Il s’agit d’une réforme particulièrement néfaste aux PME ! Depuis plusieurs années, le gouvernement détricote le principe de l'allotissement, seul garant d’une mise en compétition loyale de toutes les entreprises quelle que soit leur taille. En effet, cette procédure permet à chacun de trouver sa place sur la ligne de départ selon ses capacités, en se portant candidat à un, à plusieurs ou à tous les lots.

Le démantèlement a commencé par l’extension de la conception-réalisation, puis le recours inconsidéré aux contrats de partenariat et la dispense d'allotir qui vient d’être accordée aux offices d'HLM. Aujourd'hui, le Code autorise le recours aux marchés globaux dès lors qu'il y a un engagement de performance, avec une rédaction si floue et si large qu'elle généralise la possibilité de déroger en toutes circonstances à l'allotissement. Ce faisant, on écarte de plus en plus les PME d'un accès direct à la commande publique et on les réduit à la sous-traitance, souvent à bas prix et dans des conditions que la morale réprouve. De fil en aiguille, les PME risquent de se transformer en marchands de bras.

L’autre point qui nous préoccupe est la possibilité de proposer des variantes seules. Cela risque d’affecter la transparence des procédures d’attribution. Les maîtres d’ouvrage devront être très précis lors de la consultation sur les exigences minimales requises pour les variantes.

« Nous craignons des dérives suite à l’introduction des contrats globaux de performance » - Sabine Basili, vice-présidente de la Capeb (Confédération de l'artisanat et des petites entreprises du bâtiment), chargée des affaires économiques

Certaines de nos craintes sont avérées ! Notre plus gros souci concerne l’introduction des contrats globaux de performance : nous craignons en effet que les marchés de conception, réalisation et exploitation ou maintenance (CREM) et les marchés associant la réalisation à l’exploitation ou la maintenance (REM) permettent de déroger au principe d’allotissement. Les PME perdraient alors leur accès direct sur les marchés concernés, alors qu’elles font tout pour conserver leur autonomie. Nous avons sensibilisé le ministre Monsieur Baroin et la direction des affaires juridiques de Bercy sur nos craintes, en demandant que ces contrats soient limités à des ouvrages complexes et importants.

- VOTRE OBJECTIF
Réécrivez le passage du texte sur l'allotissement qui commence par « Il s’agit d’une » et se termine par « tous les lots. ». Remplacez-y « le gouvernement » par « l'exécutif ».

- DONNÉES SOURCE

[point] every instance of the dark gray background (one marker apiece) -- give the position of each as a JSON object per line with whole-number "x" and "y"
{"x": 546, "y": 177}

- RÉSULTAT ATTENDU
Il s’agit d’une réforme particulièrement néfaste aux PME ! Depuis plusieurs années, l'exécutif détricote le principe de l'allotissement, seul garant d’une mise en compétition loyale de toutes les entreprises quelle que soit leur taille. En effet, cette procédure permet à chacun de trouver sa place sur la ligne de départ selon ses capacités, en se portant candidat à un, à plusieurs ou à tous les lots.